- **Input records**:
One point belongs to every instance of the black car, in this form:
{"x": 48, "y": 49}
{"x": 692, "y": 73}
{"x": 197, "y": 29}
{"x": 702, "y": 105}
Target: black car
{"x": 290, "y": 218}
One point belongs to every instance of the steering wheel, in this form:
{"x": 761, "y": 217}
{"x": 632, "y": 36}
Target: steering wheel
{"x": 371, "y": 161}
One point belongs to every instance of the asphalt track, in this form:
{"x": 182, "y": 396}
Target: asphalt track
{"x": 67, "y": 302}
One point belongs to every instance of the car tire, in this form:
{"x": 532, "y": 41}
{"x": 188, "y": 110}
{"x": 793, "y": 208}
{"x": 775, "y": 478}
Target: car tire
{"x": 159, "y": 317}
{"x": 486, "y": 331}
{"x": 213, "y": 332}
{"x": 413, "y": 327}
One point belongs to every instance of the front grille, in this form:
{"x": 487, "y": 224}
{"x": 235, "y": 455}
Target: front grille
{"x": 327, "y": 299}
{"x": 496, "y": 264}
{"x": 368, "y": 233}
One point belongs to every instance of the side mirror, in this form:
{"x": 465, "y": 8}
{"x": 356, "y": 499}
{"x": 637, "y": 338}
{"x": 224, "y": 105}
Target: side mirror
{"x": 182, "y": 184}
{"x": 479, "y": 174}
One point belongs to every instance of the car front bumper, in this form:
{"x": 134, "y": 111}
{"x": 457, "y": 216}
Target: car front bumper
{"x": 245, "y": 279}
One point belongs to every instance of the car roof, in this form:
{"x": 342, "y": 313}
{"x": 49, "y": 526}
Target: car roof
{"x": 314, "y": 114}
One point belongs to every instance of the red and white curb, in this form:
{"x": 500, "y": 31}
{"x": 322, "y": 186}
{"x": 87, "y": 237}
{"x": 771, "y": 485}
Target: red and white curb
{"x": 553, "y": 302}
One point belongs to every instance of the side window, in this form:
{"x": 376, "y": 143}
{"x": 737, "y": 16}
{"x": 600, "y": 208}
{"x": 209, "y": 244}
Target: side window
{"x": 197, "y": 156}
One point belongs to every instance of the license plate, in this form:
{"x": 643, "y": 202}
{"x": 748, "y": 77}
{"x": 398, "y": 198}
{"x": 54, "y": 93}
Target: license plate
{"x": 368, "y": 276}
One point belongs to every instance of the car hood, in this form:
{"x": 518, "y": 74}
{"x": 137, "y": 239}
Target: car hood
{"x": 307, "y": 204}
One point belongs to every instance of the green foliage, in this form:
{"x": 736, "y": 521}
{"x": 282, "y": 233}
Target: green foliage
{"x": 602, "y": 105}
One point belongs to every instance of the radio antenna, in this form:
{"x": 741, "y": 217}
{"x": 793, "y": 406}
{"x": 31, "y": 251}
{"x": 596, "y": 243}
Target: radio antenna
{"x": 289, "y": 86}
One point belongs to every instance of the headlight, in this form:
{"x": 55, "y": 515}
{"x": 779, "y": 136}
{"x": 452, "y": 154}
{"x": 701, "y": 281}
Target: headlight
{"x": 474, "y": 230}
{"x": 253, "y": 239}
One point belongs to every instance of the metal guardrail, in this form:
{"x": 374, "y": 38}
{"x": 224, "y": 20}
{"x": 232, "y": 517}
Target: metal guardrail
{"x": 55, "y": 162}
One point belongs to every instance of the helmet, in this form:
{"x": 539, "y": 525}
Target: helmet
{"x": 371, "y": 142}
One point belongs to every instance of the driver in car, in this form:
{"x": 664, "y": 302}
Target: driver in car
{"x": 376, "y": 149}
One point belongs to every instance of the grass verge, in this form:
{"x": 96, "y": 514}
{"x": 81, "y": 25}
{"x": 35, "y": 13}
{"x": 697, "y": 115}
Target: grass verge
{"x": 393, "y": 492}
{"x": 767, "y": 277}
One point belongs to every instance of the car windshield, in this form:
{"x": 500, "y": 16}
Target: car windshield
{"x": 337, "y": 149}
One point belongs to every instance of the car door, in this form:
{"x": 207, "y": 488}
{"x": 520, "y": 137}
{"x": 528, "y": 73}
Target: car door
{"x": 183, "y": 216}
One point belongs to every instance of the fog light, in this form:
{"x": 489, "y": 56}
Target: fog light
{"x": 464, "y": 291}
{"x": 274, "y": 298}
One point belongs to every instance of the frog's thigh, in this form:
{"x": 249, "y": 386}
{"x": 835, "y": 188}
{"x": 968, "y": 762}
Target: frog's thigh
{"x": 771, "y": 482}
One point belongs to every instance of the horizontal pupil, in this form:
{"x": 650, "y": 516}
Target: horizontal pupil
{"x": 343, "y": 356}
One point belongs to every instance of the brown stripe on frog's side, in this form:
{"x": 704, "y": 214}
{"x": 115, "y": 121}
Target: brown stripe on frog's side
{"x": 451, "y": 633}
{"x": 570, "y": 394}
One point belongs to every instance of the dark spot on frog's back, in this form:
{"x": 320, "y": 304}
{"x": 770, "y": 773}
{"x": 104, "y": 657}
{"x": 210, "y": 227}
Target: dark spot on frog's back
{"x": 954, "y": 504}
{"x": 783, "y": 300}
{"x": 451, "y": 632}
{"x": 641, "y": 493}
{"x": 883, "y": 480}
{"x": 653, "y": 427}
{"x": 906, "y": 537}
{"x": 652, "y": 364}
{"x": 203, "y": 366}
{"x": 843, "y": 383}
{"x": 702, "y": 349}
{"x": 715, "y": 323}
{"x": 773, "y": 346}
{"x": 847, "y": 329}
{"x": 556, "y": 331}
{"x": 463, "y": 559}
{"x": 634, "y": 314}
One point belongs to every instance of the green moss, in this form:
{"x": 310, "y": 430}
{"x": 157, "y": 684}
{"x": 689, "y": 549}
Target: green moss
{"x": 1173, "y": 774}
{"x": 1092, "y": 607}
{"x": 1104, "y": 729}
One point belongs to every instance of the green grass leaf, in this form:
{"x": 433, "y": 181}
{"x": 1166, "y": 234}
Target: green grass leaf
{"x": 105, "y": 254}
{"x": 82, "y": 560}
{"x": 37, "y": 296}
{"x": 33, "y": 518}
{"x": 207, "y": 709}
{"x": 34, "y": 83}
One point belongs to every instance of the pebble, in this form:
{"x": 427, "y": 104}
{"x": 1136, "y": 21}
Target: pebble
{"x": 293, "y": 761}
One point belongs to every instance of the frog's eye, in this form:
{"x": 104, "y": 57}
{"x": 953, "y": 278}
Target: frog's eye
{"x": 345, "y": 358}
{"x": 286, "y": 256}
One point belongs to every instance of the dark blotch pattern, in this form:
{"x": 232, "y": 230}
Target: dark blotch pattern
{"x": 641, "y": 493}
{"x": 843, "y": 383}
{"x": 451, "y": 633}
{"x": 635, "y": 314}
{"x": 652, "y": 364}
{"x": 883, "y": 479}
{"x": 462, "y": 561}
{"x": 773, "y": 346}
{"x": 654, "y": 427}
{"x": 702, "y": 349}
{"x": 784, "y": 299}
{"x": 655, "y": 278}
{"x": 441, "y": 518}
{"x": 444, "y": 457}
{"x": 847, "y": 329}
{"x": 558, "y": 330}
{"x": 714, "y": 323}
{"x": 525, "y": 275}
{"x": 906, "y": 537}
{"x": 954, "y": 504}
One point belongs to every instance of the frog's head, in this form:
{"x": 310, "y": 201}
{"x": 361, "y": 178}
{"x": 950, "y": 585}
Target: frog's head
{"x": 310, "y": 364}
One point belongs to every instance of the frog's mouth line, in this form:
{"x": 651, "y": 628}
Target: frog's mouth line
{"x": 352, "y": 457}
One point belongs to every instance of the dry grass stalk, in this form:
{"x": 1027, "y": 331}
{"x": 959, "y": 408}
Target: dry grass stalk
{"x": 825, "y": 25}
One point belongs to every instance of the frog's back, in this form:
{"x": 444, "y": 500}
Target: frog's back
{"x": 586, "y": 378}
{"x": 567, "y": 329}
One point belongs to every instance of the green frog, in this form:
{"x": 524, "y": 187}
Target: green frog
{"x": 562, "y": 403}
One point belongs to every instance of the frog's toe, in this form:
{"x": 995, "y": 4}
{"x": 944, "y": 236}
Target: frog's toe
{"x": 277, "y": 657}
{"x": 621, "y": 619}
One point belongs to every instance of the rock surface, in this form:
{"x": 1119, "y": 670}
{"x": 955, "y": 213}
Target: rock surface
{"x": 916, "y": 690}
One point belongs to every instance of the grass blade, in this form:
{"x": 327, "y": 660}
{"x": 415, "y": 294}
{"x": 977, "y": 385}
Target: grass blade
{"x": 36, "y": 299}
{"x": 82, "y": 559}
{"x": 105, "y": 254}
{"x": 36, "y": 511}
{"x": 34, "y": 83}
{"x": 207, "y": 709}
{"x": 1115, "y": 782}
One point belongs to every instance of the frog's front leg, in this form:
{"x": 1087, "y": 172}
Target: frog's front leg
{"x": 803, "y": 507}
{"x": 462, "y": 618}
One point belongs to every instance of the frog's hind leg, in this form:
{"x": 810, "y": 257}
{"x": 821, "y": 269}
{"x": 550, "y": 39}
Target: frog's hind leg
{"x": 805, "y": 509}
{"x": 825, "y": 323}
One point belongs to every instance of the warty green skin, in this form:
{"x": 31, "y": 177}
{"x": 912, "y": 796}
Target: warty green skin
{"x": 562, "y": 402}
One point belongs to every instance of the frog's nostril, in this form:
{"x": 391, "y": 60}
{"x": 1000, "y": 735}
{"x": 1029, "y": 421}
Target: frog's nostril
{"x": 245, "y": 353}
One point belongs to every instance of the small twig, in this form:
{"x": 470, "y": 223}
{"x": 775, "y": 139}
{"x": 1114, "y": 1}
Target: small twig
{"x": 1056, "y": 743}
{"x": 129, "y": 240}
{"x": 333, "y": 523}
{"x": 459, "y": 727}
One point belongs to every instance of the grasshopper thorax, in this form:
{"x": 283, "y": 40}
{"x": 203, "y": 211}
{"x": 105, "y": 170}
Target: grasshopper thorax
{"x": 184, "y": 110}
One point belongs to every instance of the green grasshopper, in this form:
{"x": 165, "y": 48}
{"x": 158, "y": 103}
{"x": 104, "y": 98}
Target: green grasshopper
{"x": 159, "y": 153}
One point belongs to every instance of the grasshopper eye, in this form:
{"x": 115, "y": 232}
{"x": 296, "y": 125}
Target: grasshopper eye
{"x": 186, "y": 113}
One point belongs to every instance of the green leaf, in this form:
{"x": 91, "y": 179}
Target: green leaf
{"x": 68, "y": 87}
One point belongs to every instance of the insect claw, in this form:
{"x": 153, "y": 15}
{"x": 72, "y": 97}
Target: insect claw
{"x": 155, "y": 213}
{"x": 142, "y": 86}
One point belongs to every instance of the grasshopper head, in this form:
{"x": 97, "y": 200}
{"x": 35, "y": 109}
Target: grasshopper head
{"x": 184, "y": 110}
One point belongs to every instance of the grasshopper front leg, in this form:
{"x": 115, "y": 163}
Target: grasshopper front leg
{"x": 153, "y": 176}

- **What you need to do**:
Copy the records from the line with "One point belongs to every instance of the insect" through the last line, replacing "grasshopper" with "locust" and changing nothing else.

- **Exercise solution**:
One point belongs to every instance of the insect claw, in this form:
{"x": 153, "y": 15}
{"x": 72, "y": 97}
Target: insect claw
{"x": 155, "y": 213}
{"x": 142, "y": 86}
One point belongs to every instance of the locust head, in this form:
{"x": 97, "y": 200}
{"x": 35, "y": 109}
Target: locust head
{"x": 184, "y": 110}
One point belongs to every instance of the locust front leg, in this form:
{"x": 115, "y": 163}
Target: locust front leg
{"x": 153, "y": 176}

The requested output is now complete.